### Data shown

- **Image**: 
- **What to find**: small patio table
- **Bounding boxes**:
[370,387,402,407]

######
### Data shown

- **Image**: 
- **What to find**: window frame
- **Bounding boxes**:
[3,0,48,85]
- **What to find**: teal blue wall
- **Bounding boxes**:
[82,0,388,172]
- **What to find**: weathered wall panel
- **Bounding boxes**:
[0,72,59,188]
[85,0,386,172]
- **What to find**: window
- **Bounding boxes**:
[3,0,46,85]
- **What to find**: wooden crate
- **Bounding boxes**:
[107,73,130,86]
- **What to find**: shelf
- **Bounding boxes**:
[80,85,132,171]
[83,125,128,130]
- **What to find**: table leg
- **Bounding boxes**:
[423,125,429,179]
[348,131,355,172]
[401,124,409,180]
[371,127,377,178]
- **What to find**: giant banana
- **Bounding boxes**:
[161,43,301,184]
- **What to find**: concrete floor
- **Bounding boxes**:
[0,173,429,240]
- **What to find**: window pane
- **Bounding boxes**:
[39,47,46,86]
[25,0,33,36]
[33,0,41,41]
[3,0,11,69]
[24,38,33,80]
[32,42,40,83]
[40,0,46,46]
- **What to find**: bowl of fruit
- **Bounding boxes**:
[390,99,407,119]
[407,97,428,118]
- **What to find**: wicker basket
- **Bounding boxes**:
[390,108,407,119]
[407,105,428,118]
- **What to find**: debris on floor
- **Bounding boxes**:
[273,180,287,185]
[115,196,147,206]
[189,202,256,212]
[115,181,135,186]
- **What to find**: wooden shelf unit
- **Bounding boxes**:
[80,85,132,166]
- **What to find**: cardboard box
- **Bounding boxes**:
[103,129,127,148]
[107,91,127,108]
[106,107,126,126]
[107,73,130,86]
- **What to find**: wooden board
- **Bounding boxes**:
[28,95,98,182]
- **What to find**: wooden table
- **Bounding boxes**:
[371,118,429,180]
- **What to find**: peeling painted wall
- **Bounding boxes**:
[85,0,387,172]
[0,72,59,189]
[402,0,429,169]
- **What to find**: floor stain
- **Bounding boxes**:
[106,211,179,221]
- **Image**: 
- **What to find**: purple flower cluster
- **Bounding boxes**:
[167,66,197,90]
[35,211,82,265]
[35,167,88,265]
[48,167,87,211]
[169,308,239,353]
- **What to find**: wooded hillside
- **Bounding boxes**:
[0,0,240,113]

######

● **The request**: Copy out the part of the data that opens with the line containing "- **What to find**: wooden crate" and closes with the line containing "[0,173,429,240]", keeping both of those lines and changing nothing.

● **Solution below**:
- **What to find**: wooden crate
- **Bounding boxes**:
[107,73,130,86]
- **What to find**: shelf
- **Bounding boxes**:
[80,85,132,171]
[83,125,128,130]
- **What to find**: table leg
- **Bounding boxes**:
[423,125,429,179]
[348,131,355,172]
[401,124,409,180]
[371,127,377,178]
- **What to find**: giant banana
- **Bounding boxes**:
[161,43,301,184]
- **What to find**: concrete floor
- **Bounding boxes**:
[0,173,429,240]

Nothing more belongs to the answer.